Stated problem> Convert the lines from the one containing "Mark one point on every instance of the green algae-tinted" through the one containing "pixel 26 247", inclusive, into a JSON list of strings with one string per line, leaving out any blank lines.

Point labeling examples
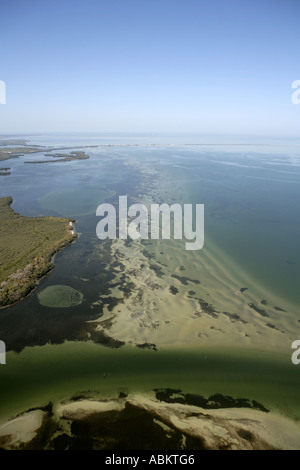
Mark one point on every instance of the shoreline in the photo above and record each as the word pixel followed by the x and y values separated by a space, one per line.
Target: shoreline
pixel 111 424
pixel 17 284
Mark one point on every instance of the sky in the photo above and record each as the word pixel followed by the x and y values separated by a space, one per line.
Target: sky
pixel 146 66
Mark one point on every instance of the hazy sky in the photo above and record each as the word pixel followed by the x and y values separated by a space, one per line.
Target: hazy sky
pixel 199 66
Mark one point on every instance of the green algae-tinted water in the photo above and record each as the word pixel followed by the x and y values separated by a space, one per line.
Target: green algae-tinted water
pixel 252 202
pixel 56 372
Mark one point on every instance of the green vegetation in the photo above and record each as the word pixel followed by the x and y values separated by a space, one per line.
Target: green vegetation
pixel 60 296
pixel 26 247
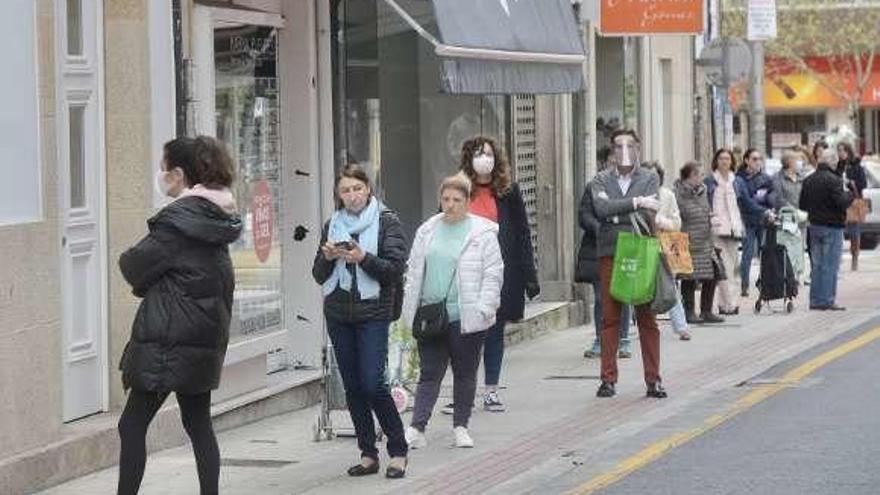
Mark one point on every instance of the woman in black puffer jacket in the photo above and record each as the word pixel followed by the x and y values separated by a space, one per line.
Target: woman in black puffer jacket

---

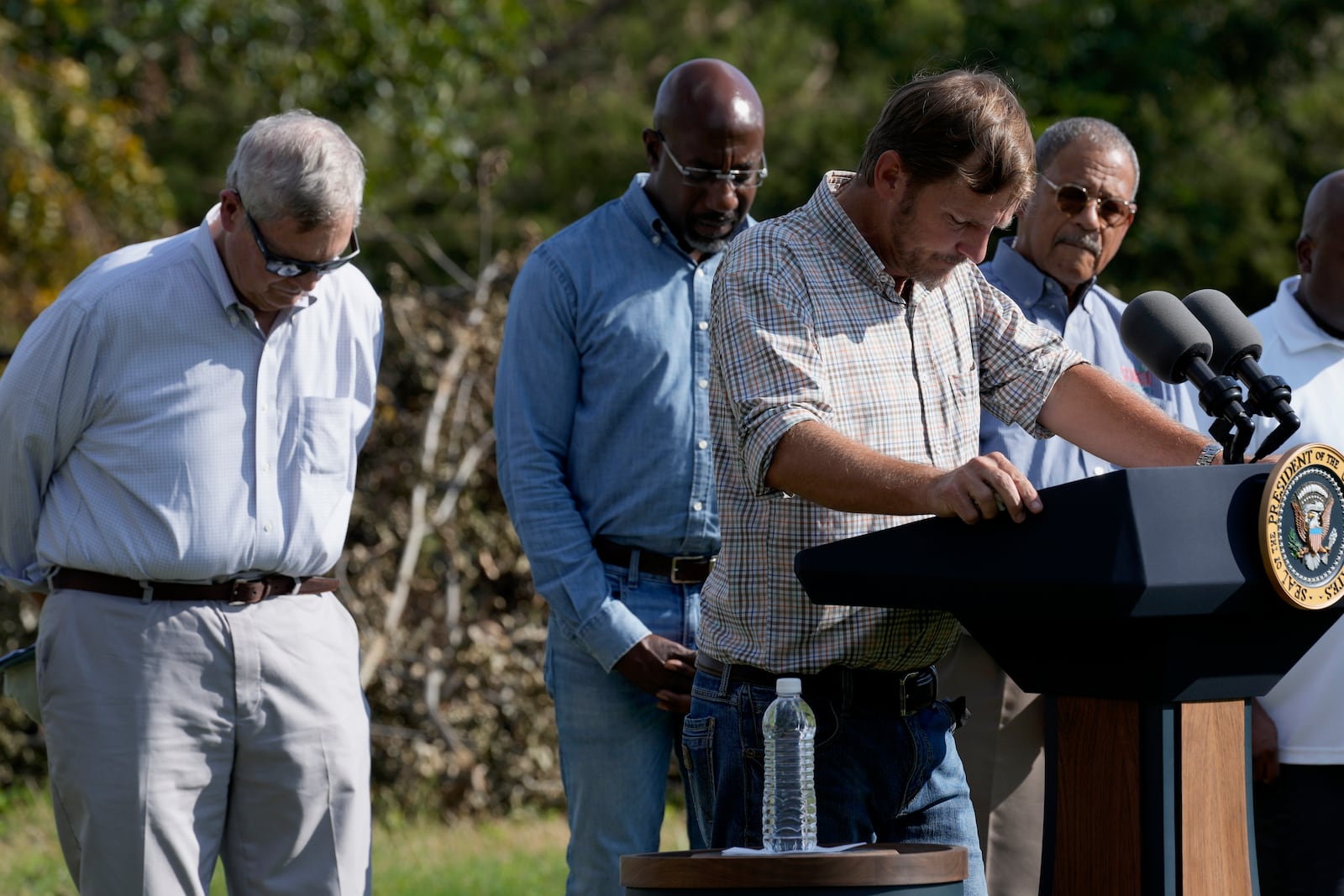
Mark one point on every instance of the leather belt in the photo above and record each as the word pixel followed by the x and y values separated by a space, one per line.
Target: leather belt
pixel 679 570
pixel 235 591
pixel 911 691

Complete output>
[
  "Mark one point on every instance of the green algae-tinted water in the photo above and record each as the word pixel followed by the x and y values separated by a space, one per line.",
  "Target: green algae-tinted water",
  "pixel 252 202",
  "pixel 56 372",
  "Mark one point on every instance of the green vegetation in the photo above and record each as the word pixel followed by the x and y values separated by a space, one per line.",
  "Target: green vegetation",
  "pixel 60 296",
  "pixel 26 247"
]